# [What you should do]
Please put every line of the material below into a Markdown table with the columns Number and Entry, giving each line its own numbered row. Skip blank lines and leave the pictures out.

# [Records for this exercise]
□ □ □ □ □
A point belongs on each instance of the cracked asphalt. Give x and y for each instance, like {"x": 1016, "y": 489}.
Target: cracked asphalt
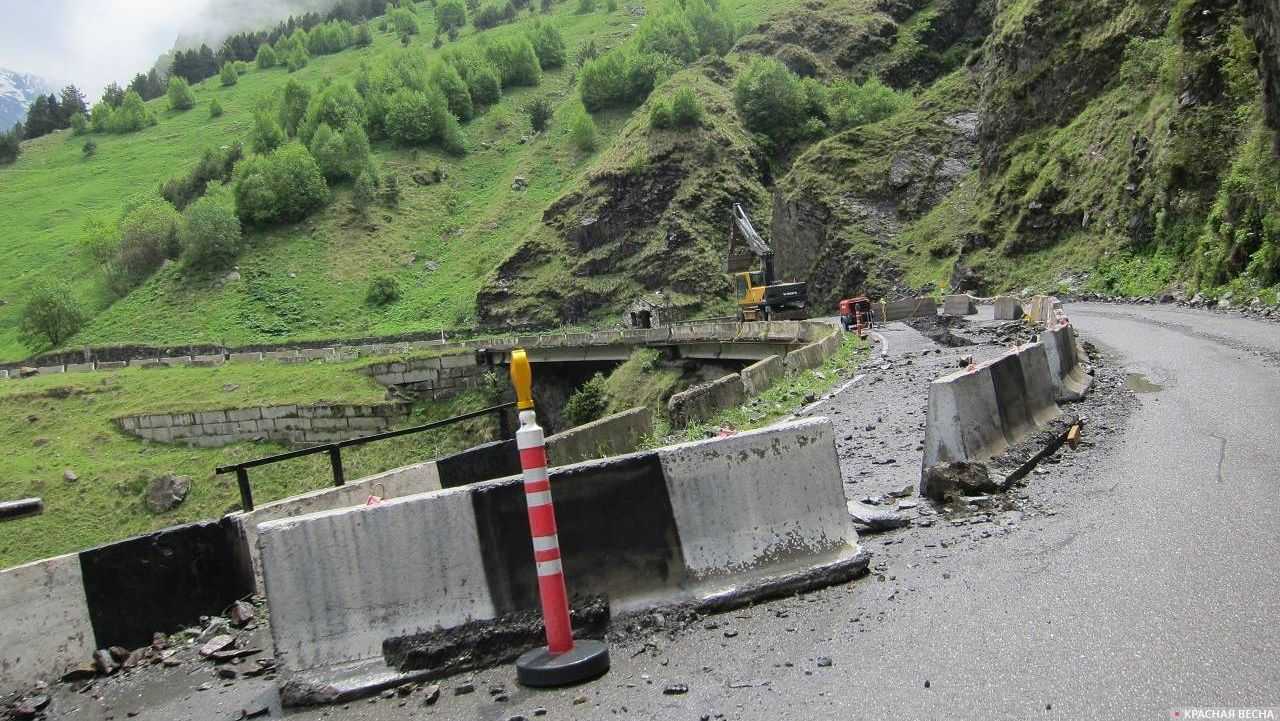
{"x": 1124, "y": 579}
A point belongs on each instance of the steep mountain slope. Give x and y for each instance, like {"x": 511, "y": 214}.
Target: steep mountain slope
{"x": 17, "y": 92}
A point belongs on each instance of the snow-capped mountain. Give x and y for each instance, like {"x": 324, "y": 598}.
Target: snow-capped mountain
{"x": 17, "y": 92}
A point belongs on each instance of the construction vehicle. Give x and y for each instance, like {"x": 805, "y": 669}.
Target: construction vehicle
{"x": 758, "y": 293}
{"x": 855, "y": 314}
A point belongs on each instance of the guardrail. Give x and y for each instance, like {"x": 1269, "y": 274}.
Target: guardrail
{"x": 334, "y": 450}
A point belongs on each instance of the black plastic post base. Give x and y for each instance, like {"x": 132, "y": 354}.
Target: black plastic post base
{"x": 539, "y": 669}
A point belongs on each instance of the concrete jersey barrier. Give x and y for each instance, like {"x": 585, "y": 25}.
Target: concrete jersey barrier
{"x": 695, "y": 524}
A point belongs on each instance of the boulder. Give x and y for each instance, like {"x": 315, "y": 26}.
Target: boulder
{"x": 167, "y": 492}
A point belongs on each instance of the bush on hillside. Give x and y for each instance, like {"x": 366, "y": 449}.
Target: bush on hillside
{"x": 771, "y": 99}
{"x": 265, "y": 58}
{"x": 268, "y": 133}
{"x": 282, "y": 187}
{"x": 210, "y": 236}
{"x": 548, "y": 45}
{"x": 50, "y": 316}
{"x": 149, "y": 236}
{"x": 539, "y": 113}
{"x": 338, "y": 105}
{"x": 581, "y": 131}
{"x": 588, "y": 402}
{"x": 515, "y": 60}
{"x": 293, "y": 105}
{"x": 686, "y": 112}
{"x": 384, "y": 290}
{"x": 451, "y": 14}
{"x": 215, "y": 165}
{"x": 179, "y": 95}
{"x": 339, "y": 154}
{"x": 403, "y": 21}
{"x": 851, "y": 105}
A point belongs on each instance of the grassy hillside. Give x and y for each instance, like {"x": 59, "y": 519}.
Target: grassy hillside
{"x": 58, "y": 423}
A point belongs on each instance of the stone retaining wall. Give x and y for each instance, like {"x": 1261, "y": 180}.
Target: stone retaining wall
{"x": 284, "y": 424}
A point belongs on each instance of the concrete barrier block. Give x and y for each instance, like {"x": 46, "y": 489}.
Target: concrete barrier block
{"x": 702, "y": 402}
{"x": 963, "y": 419}
{"x": 759, "y": 375}
{"x": 46, "y": 625}
{"x": 1008, "y": 307}
{"x": 337, "y": 602}
{"x": 763, "y": 498}
{"x": 959, "y": 305}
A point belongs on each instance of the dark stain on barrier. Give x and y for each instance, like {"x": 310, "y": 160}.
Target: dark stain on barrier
{"x": 617, "y": 532}
{"x": 487, "y": 461}
{"x": 163, "y": 582}
{"x": 1015, "y": 418}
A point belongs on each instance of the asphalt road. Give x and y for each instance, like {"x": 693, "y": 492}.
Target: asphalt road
{"x": 1134, "y": 576}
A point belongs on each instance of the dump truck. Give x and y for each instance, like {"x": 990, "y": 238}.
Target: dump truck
{"x": 758, "y": 292}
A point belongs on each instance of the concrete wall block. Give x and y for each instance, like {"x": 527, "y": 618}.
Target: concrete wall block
□ □ □ □ □
# [Exercise response]
| Number | Entry |
|---|---|
| 1 | A point belongs on each instance of the cracked asphalt. Give x and y for each instance, like {"x": 1016, "y": 489}. |
| 2 | Target: cracked asphalt |
| 3 | {"x": 1124, "y": 579} |
| 4 | A point belongs on each instance of the steep mountain slope. Give x and y for each instance, like {"x": 511, "y": 214}. |
| 5 | Target: steep mountain slope |
| 6 | {"x": 17, "y": 92} |
| 7 | A point belongs on each instance of the snow-capped mountain. Give x and y for each instance, like {"x": 324, "y": 598}. |
| 8 | Target: snow-capped mountain |
| 9 | {"x": 17, "y": 92} |
| 10 | A point belongs on each instance of the construction vehicle. Give x and y for each instance, like {"x": 805, "y": 669}. |
| 11 | Target: construction vehicle |
| 12 | {"x": 758, "y": 293} |
| 13 | {"x": 855, "y": 314} |
| 14 | A point belongs on each instance of the guardrail. Give x and y for each instance, like {"x": 1269, "y": 274}. |
| 15 | Target: guardrail |
| 16 | {"x": 334, "y": 450} |
| 17 | A point belongs on each instance of the black plastic post base. Give x and y for each instance, like {"x": 132, "y": 354}. |
| 18 | Target: black plastic post base |
| 19 | {"x": 539, "y": 669} |
| 20 | A point belongs on each instance of the concrete jersey barrier. Give x and y for each instance, like {"x": 585, "y": 25}. |
| 21 | Target: concrete jersey barrier |
| 22 | {"x": 695, "y": 524} |
| 23 | A point belongs on each instance of the boulder. Give x and y for each instance, like {"x": 315, "y": 26}. |
| 24 | Target: boulder |
| 25 | {"x": 167, "y": 492} |
| 26 | A point belongs on each instance of the bush on hillside. Give x and y for each instance, like {"x": 366, "y": 449}. |
| 27 | Target: bush on hillside |
| 28 | {"x": 771, "y": 99} |
| 29 | {"x": 265, "y": 58} |
| 30 | {"x": 268, "y": 133} |
| 31 | {"x": 282, "y": 187} |
| 32 | {"x": 210, "y": 236} |
| 33 | {"x": 548, "y": 45} |
| 34 | {"x": 50, "y": 316} |
| 35 | {"x": 149, "y": 236} |
| 36 | {"x": 539, "y": 113} |
| 37 | {"x": 338, "y": 105} |
| 38 | {"x": 581, "y": 131} |
| 39 | {"x": 588, "y": 402} |
| 40 | {"x": 515, "y": 60} |
| 41 | {"x": 293, "y": 105} |
| 42 | {"x": 686, "y": 112} |
| 43 | {"x": 384, "y": 290} |
| 44 | {"x": 451, "y": 14} |
| 45 | {"x": 215, "y": 165} |
| 46 | {"x": 179, "y": 95} |
| 47 | {"x": 339, "y": 154} |
| 48 | {"x": 403, "y": 21} |
| 49 | {"x": 851, "y": 105} |
| 50 | A point belongs on each instance of the grassy hillside. Give x and y for each instance, like {"x": 59, "y": 519}. |
| 51 | Target: grassy hillside |
| 52 | {"x": 58, "y": 423} |
| 53 | A point belongs on each instance of the stone retaining wall. Give x and y for each instance, like {"x": 1261, "y": 180}. |
| 54 | Target: stone retaining wall |
| 55 | {"x": 284, "y": 424} |
| 56 | A point belongs on each instance of the concrete barrier block. Give x and y for each instance, like {"x": 46, "y": 489}. |
| 57 | Target: concrete barrier block |
| 58 | {"x": 702, "y": 402} |
| 59 | {"x": 963, "y": 419} |
| 60 | {"x": 759, "y": 375} |
| 61 | {"x": 46, "y": 625} |
| 62 | {"x": 1008, "y": 307} |
| 63 | {"x": 337, "y": 602} |
| 64 | {"x": 763, "y": 498} |
| 65 | {"x": 959, "y": 305} |
| 66 | A point belongs on each instance of the dark stain on barrier. Give x and y for each instance, like {"x": 310, "y": 160}. |
| 67 | Target: dark stain on barrier |
| 68 | {"x": 617, "y": 532} |
| 69 | {"x": 487, "y": 461} |
| 70 | {"x": 163, "y": 582} |
| 71 | {"x": 1015, "y": 418} |
| 72 | A point belongs on each instance of the asphalt road. Give x and y for each instance, like {"x": 693, "y": 492}. |
| 73 | Target: asphalt road |
| 74 | {"x": 1134, "y": 576} |
| 75 | A point belongs on each instance of the dump truck. Give x and y for each instance, like {"x": 990, "y": 238}. |
| 76 | Target: dump truck |
| 77 | {"x": 758, "y": 292} |
| 78 | A point belongs on each instance of the concrete wall block. Give x and y for each instance, like {"x": 527, "y": 618}. |
| 79 | Target: concrete wall block |